Copy the records from the line that contains "Query: white fabric draped over table" through the line that contains "Mark the region of every instance of the white", with every "fabric" changed to "cloth" and everything else left unchanged.

┄┄┄┄┄┄

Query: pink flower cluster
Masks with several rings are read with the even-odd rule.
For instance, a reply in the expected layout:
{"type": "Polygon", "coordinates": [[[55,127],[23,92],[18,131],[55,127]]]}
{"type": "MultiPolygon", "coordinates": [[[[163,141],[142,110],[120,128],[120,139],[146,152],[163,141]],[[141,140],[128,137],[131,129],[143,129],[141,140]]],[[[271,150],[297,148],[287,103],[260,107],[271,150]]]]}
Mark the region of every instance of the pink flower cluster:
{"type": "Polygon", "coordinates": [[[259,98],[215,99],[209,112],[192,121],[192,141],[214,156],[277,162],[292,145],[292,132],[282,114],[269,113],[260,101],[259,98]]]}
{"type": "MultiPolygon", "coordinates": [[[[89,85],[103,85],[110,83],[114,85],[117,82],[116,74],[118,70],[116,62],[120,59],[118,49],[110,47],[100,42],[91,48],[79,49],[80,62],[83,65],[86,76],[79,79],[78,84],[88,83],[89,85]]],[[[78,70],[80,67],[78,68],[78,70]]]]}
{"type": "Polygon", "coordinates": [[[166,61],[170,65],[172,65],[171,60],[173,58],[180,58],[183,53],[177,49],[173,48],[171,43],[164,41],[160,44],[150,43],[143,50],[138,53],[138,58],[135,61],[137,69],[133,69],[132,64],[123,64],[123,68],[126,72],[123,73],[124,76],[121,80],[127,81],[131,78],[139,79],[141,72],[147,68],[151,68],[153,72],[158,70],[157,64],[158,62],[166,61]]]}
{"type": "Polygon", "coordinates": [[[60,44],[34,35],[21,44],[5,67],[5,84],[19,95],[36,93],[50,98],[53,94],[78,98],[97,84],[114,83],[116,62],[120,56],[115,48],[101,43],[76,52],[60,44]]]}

┄┄┄┄┄┄

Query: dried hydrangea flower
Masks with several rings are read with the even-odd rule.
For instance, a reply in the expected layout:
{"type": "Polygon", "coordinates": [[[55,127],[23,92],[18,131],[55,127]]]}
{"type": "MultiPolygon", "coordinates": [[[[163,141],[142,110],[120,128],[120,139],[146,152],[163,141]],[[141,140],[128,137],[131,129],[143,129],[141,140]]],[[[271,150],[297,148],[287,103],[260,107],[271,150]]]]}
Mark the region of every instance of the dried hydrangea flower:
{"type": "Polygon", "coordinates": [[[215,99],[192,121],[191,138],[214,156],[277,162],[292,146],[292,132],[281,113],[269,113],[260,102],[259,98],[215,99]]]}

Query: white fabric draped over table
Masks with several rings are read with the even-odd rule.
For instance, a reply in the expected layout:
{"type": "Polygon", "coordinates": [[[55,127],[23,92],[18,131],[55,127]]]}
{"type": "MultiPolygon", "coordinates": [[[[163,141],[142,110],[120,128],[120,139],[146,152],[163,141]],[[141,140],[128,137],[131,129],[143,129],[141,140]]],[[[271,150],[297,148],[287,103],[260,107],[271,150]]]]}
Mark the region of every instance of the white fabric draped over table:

┄┄┄┄┄┄

→ EXERCISE RESULT:
Query: white cloth draped over table
Masks with several rings are read with the even-odd rule.
For instance, a reply in the expected layout:
{"type": "Polygon", "coordinates": [[[55,127],[23,92],[18,131],[55,127]]]}
{"type": "MultiPolygon", "coordinates": [[[[163,141],[142,110],[120,128],[120,139],[146,152],[163,141]],[[141,140],[128,137],[131,129],[143,129],[141,140]]],[[[271,150],[297,148],[287,103],[260,107],[271,150]]]]}
Mark the region of every instance of the white cloth draped over table:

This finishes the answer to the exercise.